→ **TEXT BLOCK**
--- Start ---
The Kingborough Sports Centre (KSC), is a multi-purpose sports venue located in the southern Hobart (Tasmania) suburb of Kingston. The centre was opened on 19 May 1979 and since opening has become a vital part of the Kingborough Community.

After the centre was opened it became the area's main venue for indoor sports such as volleyball, basketball and netball. In 1983 Australia's National Basketball League expanded in its 5th season to include the newly formed Hobart Devils who chose the Kingborough Sports Centre as their home stadium. The Devils regularly played in front of packed houses at Kingborough despite the team's lack of success and a feature of their games was the court, which like any community based sports centre not only had the outline of the basketball court but players and officials had to contend with the markings from sports such as netball, volleyball and badminton as well.
--- End ---
→ **DATASET**
--- Start ---
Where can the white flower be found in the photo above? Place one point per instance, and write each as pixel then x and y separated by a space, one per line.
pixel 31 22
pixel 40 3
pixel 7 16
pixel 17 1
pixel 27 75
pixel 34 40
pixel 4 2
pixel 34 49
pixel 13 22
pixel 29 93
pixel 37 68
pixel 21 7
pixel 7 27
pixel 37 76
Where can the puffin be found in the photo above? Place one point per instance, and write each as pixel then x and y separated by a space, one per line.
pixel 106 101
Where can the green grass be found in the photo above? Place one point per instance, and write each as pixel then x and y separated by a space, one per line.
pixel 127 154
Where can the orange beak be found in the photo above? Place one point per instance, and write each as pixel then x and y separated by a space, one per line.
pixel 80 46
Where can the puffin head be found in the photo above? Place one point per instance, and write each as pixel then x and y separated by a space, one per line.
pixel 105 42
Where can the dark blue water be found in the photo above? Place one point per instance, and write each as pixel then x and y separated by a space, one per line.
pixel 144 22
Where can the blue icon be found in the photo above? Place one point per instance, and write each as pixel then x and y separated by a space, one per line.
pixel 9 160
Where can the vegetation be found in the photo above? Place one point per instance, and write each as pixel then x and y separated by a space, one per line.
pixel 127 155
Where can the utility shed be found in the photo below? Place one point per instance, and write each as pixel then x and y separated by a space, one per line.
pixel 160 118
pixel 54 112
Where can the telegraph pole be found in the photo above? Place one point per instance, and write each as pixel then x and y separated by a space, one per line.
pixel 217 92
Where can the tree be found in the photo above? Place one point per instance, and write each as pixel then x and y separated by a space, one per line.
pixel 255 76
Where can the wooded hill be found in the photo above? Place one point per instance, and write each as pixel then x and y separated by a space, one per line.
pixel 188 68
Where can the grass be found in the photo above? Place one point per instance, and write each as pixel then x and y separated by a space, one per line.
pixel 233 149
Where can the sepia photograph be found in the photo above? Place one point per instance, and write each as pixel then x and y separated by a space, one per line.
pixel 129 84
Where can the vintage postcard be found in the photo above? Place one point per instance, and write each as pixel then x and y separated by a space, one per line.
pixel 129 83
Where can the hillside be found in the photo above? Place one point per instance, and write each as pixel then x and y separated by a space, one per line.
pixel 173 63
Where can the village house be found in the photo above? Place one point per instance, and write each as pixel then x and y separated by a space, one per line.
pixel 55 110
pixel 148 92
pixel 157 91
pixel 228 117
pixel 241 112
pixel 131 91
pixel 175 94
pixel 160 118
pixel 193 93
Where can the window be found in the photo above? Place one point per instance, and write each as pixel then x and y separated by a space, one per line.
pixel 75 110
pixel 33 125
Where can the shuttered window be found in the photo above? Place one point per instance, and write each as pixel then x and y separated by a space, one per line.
--- End ---
→ **TO-DO LIST**
1. According to the Kingborough Sports Centre text, on what date did the centre open?
2. Continue the Kingborough Sports Centre text from its last sentence.

→ **RESPONSES BY TASK**
1. 19 May 1979

2.
The Devils remained at the 1,800 capacity Kingborough until the end of the 1988 NBL season, during which time it became increasingly obvious that a larger venue would be needed to cater for the increased crowds the NBL was seeing at the time. The problem for the Devils was solved when the 5,400 seat Derwent Entertainment Centre opened in 1989. The Hobart Devils, after a six-year run at the KSC moved 16 km north into the heart of Hobart and the centre reverted to being a community based sports centre.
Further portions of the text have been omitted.